● Exercise prompt: Repeat the listing below word for word, minus the pictures.

** The records follows **

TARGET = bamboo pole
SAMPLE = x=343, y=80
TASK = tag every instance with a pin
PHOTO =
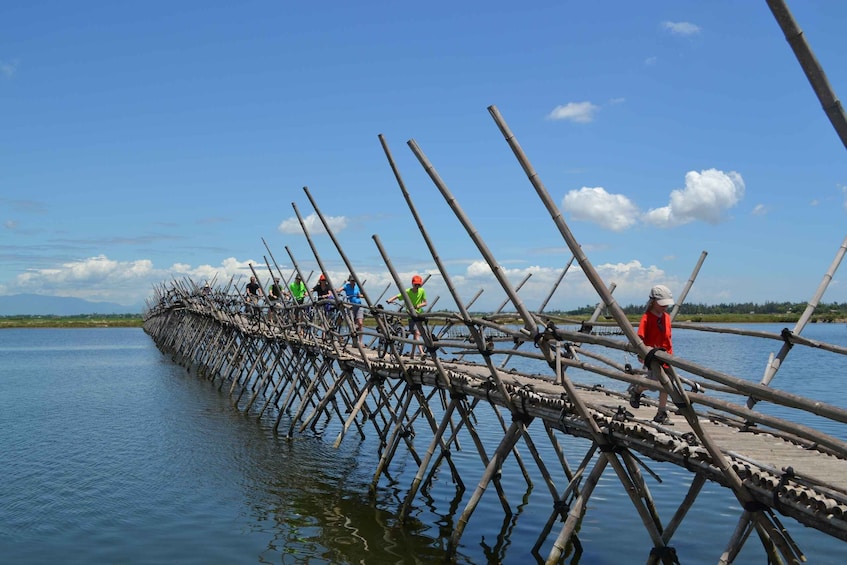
x=811, y=67
x=775, y=362
x=668, y=379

** End of The records **

● Written solution:
TARGET = bamboo pole
SAMPLE = x=343, y=80
TASK = tag every instance with a pin
PHOTO =
x=811, y=67
x=775, y=362
x=668, y=379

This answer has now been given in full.